• _SET TASK 1_: Identify each line in the rows below that contains the string "blurred", and copy those lines out.
- - - - - - -
While Fuji Velvia was not my first experience with slide film, it is certainly is the one that made me like slide film. First released in 1990, the film became an immediate threat to Kodachrome, especially Kodachrome 25. And unlike Kodachrome, Velvia used the standard E-6 process that could be done in any lab that covered the process. No need to send it to speciality labs, and you could have your slides back the same day from the right lab. The name itself comes from combining Velvet and Media to describe the smooth images produced by the stock. While the original version was discontinued in 2005, Fuji tends to bring back popular brands from the dead. It would only take two years for a replacement to be introduced, using the original code (RVP) but added the film speed 50, creating the new Velvia 50 and RVP50. The two main differences between the original RVP and the re-release RVP50 are the film base and re-engineered materials to make the emulsion.
Type: Colour Reversal (E-6), Daylight Balanced
Film Base: Cellulose Triacetate
Film Speed: ASA-50 Latitude: +/- 1/3 Stop)
Formats Avaliable: 135, 120, Sheets
The one thing that the original Velvia was known for was to knock your socks off-colour saturation and high contrast. Earning the film the obnoxious nickname Velvita from the so-called ‘cheese’ of the same name. While still retaining a rich colour, the new version of the film has knocked back the contrast and saturation to give a far more natural look and feel to the film. It almost seems light; there’s a hyper-real nature to each image, with each colour saturated with your deep blacks and bright whites added in, as long as you have good lighting conditions outside. I honestly can see the draw of Velvia for landscape photography, especially in the fall or for certain portrait shooting, but you want to make sure the makeup is spot on in that case, as without it, your skin tones are going to look strange. Most of the time, the colours will lean towards your greens with fresh film, and the expired will go more towards magenta.
When it comes to Velvia 50, it certainly has its strong point in the image quality it produces, but it is a fickle film to handle both in the field and in the scanning. As you can see, with the initial set of four images, they are pretty terrible, as in I wasn’t even sure I wanted to share them. But given that this is a review, sometimes it is helpful to show what the film cannot do, which is handle low light conditions. The day I shot these, I probably should not have, dull overcast with very little in the way of sunlight. I ended up showing the lack of latitude and forgiveness of Velvia. But in bright and even light, Velvia performs perfectly; you get incredible sharpness and fine grain. But you do have to expose it perfectly to get the best results and have the best conditions.
- - - - - - -
• _SET TASK 2_: Set down, word for word, the stretch of the Velvia 50 review above from "When it comes" through "the best conditions.".

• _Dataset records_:
- - - - - - -
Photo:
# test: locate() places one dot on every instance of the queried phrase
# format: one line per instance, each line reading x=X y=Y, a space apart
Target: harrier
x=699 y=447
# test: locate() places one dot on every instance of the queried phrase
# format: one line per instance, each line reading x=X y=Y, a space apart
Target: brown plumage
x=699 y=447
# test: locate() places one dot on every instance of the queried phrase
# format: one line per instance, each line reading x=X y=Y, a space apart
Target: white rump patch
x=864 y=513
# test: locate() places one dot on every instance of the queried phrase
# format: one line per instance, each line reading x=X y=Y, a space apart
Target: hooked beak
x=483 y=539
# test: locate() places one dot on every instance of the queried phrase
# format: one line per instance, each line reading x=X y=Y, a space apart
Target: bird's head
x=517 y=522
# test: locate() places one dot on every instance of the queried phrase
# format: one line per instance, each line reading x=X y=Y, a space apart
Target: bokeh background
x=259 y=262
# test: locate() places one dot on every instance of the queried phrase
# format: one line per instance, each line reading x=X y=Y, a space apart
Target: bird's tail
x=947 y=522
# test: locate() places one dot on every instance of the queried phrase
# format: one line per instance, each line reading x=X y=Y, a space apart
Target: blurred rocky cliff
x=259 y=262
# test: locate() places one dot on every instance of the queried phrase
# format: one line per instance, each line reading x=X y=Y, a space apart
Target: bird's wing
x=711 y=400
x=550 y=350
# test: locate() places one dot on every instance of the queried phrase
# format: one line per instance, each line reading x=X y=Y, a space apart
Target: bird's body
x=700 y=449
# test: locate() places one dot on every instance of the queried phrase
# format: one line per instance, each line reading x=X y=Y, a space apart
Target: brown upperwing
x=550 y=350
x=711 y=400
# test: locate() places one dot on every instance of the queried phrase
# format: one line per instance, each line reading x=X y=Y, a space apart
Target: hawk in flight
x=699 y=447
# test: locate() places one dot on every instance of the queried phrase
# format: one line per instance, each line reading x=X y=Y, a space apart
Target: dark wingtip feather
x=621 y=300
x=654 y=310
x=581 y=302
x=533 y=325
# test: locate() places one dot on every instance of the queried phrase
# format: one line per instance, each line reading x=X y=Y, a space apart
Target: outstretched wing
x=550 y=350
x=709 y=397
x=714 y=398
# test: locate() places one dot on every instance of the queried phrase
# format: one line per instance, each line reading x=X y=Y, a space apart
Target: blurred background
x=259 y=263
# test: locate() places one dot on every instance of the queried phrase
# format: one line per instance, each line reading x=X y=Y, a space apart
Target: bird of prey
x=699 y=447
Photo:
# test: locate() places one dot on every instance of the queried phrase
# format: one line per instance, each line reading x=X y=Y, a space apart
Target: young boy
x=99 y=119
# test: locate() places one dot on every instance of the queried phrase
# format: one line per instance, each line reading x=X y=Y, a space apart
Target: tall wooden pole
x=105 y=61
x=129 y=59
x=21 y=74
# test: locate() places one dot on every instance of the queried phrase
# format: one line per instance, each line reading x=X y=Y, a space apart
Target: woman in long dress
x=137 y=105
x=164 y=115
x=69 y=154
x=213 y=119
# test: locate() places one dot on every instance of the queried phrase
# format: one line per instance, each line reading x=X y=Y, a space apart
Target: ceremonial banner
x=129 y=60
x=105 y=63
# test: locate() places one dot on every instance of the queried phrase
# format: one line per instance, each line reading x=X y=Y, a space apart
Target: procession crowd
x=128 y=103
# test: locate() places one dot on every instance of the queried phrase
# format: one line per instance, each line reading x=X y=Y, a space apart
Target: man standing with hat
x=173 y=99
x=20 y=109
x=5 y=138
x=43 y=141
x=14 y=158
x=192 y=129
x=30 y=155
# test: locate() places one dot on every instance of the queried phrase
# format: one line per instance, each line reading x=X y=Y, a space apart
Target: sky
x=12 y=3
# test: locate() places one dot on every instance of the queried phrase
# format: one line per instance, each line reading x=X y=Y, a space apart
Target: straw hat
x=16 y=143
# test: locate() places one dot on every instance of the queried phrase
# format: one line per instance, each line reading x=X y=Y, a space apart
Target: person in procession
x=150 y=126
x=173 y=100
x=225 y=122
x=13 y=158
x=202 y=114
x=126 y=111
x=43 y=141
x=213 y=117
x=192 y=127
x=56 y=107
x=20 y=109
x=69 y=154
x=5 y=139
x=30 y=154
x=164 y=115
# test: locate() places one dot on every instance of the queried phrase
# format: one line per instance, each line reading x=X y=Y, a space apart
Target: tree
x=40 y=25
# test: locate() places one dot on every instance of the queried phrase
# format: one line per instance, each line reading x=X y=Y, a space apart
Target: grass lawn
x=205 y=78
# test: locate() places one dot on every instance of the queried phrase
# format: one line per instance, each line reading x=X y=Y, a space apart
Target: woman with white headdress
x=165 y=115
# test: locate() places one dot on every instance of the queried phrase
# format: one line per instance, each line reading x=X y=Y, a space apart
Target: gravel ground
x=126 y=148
- - - - - - -
• _TASK RESPONSE 1_:
Target: blurred rocky cliff
Target: blurred background

• _TASK RESPONSE 2_:
When it comes to Velvia 50, it certainly has its strong point in the image quality it produces, but it is a fickle film to handle both in the field and in the scanning. As you can see, with the initial set of four images, they are pretty terrible, as in I wasn’t even sure I wanted to share them. But given that this is a review, sometimes it is helpful to show what the film cannot do, which is handle low light conditions. The day I shot these, I probably should not have, dull overcast with very little in the way of sunlight. I ended up showing the lack of latitude and forgiveness of Velvia. But in bright and even light, Velvia performs perfectly; you get incredible sharpness and fine grain. But you do have to expose it perfectly to get the best results and have the best conditions.